> [MATERIAL FOR THIS EXERCISE]:
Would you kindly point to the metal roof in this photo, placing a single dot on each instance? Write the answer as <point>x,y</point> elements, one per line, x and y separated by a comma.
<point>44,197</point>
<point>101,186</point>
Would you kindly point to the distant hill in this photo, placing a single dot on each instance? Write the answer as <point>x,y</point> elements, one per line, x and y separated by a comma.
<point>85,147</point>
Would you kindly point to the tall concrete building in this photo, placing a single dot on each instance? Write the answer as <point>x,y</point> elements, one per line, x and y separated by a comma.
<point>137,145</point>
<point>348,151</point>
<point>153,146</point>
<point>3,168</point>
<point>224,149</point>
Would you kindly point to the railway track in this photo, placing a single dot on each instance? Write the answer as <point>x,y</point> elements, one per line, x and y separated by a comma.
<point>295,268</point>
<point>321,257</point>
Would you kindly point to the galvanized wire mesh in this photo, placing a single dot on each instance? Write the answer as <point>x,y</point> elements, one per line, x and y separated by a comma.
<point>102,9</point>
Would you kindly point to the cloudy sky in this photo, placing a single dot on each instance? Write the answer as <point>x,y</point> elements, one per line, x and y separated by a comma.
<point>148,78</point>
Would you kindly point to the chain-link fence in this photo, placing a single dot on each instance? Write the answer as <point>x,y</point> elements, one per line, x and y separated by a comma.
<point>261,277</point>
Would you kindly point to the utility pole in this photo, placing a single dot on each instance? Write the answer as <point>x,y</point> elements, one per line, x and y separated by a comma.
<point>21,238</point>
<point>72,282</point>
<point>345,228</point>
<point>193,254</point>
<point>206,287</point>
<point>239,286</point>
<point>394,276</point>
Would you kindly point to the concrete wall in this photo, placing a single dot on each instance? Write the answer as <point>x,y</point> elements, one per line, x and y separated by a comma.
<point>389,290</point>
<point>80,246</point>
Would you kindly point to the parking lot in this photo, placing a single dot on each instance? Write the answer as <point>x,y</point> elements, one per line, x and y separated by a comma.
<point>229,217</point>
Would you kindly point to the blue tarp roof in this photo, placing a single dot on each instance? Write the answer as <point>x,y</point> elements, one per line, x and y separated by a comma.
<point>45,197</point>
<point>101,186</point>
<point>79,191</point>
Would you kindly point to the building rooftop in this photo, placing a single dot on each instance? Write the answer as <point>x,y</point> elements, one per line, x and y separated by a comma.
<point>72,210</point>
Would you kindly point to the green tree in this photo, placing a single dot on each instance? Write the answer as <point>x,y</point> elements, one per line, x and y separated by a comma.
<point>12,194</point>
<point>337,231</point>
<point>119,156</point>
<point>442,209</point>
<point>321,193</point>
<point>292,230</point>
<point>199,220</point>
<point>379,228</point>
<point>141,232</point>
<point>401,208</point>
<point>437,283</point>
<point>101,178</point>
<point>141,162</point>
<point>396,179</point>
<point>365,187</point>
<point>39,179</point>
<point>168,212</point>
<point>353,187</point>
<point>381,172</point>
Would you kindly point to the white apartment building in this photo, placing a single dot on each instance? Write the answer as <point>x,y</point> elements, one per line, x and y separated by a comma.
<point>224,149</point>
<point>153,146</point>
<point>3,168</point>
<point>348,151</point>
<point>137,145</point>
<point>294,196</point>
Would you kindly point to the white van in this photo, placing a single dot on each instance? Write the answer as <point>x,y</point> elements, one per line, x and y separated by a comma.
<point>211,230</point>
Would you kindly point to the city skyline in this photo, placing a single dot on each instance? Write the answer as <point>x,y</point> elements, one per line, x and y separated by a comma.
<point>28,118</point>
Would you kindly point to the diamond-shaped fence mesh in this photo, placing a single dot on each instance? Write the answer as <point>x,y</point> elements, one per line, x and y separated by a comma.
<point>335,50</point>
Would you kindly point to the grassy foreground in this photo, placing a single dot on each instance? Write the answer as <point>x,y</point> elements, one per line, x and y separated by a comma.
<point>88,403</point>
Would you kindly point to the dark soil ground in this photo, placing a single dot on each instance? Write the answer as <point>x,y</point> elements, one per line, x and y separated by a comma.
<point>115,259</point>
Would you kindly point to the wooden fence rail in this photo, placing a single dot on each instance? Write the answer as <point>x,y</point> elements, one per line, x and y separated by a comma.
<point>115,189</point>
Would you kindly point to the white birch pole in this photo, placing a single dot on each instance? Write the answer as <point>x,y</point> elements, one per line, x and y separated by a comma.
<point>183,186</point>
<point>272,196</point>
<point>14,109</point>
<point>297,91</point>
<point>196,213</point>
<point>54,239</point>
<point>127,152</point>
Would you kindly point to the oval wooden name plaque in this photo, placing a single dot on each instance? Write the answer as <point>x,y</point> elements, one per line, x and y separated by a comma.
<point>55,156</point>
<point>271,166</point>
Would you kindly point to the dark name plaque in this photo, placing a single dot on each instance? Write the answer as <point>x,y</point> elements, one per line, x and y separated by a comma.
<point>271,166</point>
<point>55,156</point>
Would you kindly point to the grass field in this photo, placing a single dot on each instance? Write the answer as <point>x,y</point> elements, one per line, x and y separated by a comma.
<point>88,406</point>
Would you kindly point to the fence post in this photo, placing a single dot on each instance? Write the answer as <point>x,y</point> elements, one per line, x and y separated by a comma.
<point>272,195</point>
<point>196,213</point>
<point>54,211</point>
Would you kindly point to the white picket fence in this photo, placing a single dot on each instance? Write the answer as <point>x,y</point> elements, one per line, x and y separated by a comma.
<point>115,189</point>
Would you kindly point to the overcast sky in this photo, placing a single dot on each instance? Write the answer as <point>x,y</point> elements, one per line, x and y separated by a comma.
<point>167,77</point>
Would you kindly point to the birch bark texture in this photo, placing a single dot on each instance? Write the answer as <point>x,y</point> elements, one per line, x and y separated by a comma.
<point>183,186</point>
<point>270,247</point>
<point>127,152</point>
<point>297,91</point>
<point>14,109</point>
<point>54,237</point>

> [WHAT YOU WILL DO]: Express all the lines above as a two-column CSV with the header input,output. Give one row for each line that asks for dots, with its text under input and the points that follow it under output, each in a single quoted field and with line breaks replaced by spaces.

> [TASK RESULT]:
input,output
"Would you kindly point to the metal roof in this photo, placing a single dot on each instance? Write the answer as <point>x,y</point> elements, one per line, x and y separated by a comma.","<point>44,197</point> <point>101,186</point>"
"Would you kindly point to the distant hill in this photo, placing a single dot on each instance? Write the answer as <point>x,y</point> elements, one per line, x and y separated by a comma.","<point>85,147</point>"
"Would you kindly point to the tall concrete building in this photo, placing a single dot on each instance? Write the answer as <point>x,y</point> elements, one per line, x and y separated by a comma.","<point>137,145</point> <point>348,151</point> <point>153,146</point> <point>3,168</point> <point>224,149</point>"
"Would you kindly point to the railway track in this photo, placing a single dot on each instance? Write the answer as <point>x,y</point> elements, one per line, x and y separated by a comma.","<point>295,268</point> <point>321,257</point>"
"Would you kindly point to the galvanized wire mesh in this photo, placing a single dot on each instance? Write the answer as <point>x,y</point> elements, one per line, x and y separated by a comma.","<point>102,9</point>"
"Would you kindly point to the cloudy sky in this photo, placing a single dot on each instance? Write the answer as <point>x,y</point> elements, one per line, x and y separated by a comma.","<point>148,78</point>"
"Would you kindly point to the chain-link fence in this photo, placing a single dot on each instance? Write the answer as <point>x,y</point> elements, one per line, x and y separated by a comma.","<point>261,277</point>"
"Would you kindly point to the utility pole in this photo, placing a single dot on each instance? Write the answer as <point>x,y</point> elements, one per line, x and y separated by a comma.","<point>21,238</point> <point>72,282</point> <point>345,228</point> <point>193,254</point> <point>206,287</point> <point>239,286</point> <point>394,276</point>"
"Would you kindly point to the concrete wall in this photo, placing a single dot on each instance? Write the answer as <point>x,y</point> elements, one per line, x and y separated by a comma.","<point>389,290</point> <point>80,246</point>"
"Would you kindly point to the parking lot in this photo, placing a single dot on each instance? Write the answer as <point>x,y</point> elements, one per line, x and y separated by a comma.","<point>229,217</point>"
"Would you kindly point to the blue tarp roof in this photo, placing a single dot on each instance? Write the answer as <point>x,y</point> elements, one per line, x and y separated by a comma.","<point>45,197</point> <point>101,186</point> <point>79,191</point>"
"Would you kindly point to the building rooftop in this photo, placing a single dot on each instance? Write the answer as <point>x,y</point> elements, one per line, x and y separated by a comma.","<point>72,210</point>"
"Would you kindly point to the green tree in this photo, placing a single dot on each instance? Write the answer as <point>x,y</point> elements, one per line, x and y separated by a comma.","<point>12,194</point> <point>337,231</point> <point>119,156</point> <point>442,209</point> <point>321,193</point> <point>292,230</point> <point>199,220</point> <point>379,228</point> <point>141,232</point> <point>401,208</point> <point>437,283</point> <point>101,178</point> <point>141,162</point> <point>396,179</point> <point>365,187</point> <point>39,179</point> <point>168,212</point> <point>353,187</point> <point>381,172</point>"
"Would you kindly point to the white apartment building in this photo, placing a single dot on each instance? Write the answer as <point>x,y</point> elements, one per line, x and y separated by a comma.","<point>224,149</point> <point>153,146</point> <point>3,168</point> <point>348,151</point> <point>137,145</point> <point>294,196</point>"
"Would you kindly point to the white van in this photo, placing a single dot on each instance? Write the answer as <point>x,y</point> elements, one per line, x and y separated by a comma.","<point>211,230</point>"
"Would you kindly point to the city skyline in this photo, placing a single dot on each instance? Write the answer as <point>x,y</point> elements, one per line, x and y separated by a comma.","<point>28,118</point>"
"Would you kindly point to the diamond-shaped fence mesh in this photo, placing a single dot on each instance? Write the answer as <point>x,y</point> elements, one per line, x and y separated by a comma.","<point>335,50</point>"
"Would you kindly point to the grassy foreground in this photo, placing a single dot on each instance? Write the answer as <point>x,y</point> elements, one per line, x and y separated by a comma.","<point>88,403</point>"
"Would you kindly point to the dark soil ground in this photo, placing a single dot on each instance? Write the answer as <point>x,y</point> elements, one per line, x and y separated by a comma.","<point>115,259</point>"
"Would you kindly point to the wooden fence rail in this photo, placing a single dot on each instance? Write the answer as <point>x,y</point> elements, one per line, x and y separated by a comma.","<point>115,189</point>"
"Would you kindly point to the white birch pole in this photo, placing a single dot on each instance? Write the answer as <point>x,y</point> elements, one per line, x and y separated by a comma.","<point>183,186</point> <point>272,196</point> <point>14,109</point> <point>297,91</point> <point>196,213</point> <point>54,239</point> <point>127,152</point>"
"Would you kindly point to the oval wooden name plaque in this photo, placing a single dot on each instance? Write the answer as <point>x,y</point> elements, one per line, x and y separated by a comma.","<point>55,156</point> <point>271,166</point>"
"Would you kindly point to the dark name plaque in this photo, placing a single dot on each instance? Write the answer as <point>x,y</point> elements, one per line, x and y separated by a comma.","<point>271,166</point> <point>55,156</point>"
"Would you kindly point to the grass field in this photo, placing a single dot on each instance? Write the answer as <point>x,y</point> elements, one per line, x and y separated by a comma.","<point>88,406</point>"
"Would you kindly point to the fence post in this photo, placing a single dot on each instance? Write the answer as <point>x,y</point> elements, one per line, x and y separated by a comma.","<point>272,195</point> <point>196,213</point> <point>54,211</point>"
"Would you kindly point to the white picket fence in this photo, placing a single dot on each instance? Write the answer as <point>x,y</point> elements, one per line, x and y separated by a comma.","<point>115,189</point>"
"Would you kindly point to the overcast sky in this photo, placing a single dot on each instance? Write the answer as <point>x,y</point> elements, one per line, x and y separated by a comma.","<point>167,77</point>"
"Would you kindly point to the birch bark texture in this photo, placing a single dot on each instance? Write the answer as <point>x,y</point> elements, one per line, x and y separated by a comma.","<point>183,186</point> <point>270,247</point> <point>127,152</point> <point>297,91</point> <point>14,109</point> <point>54,237</point>"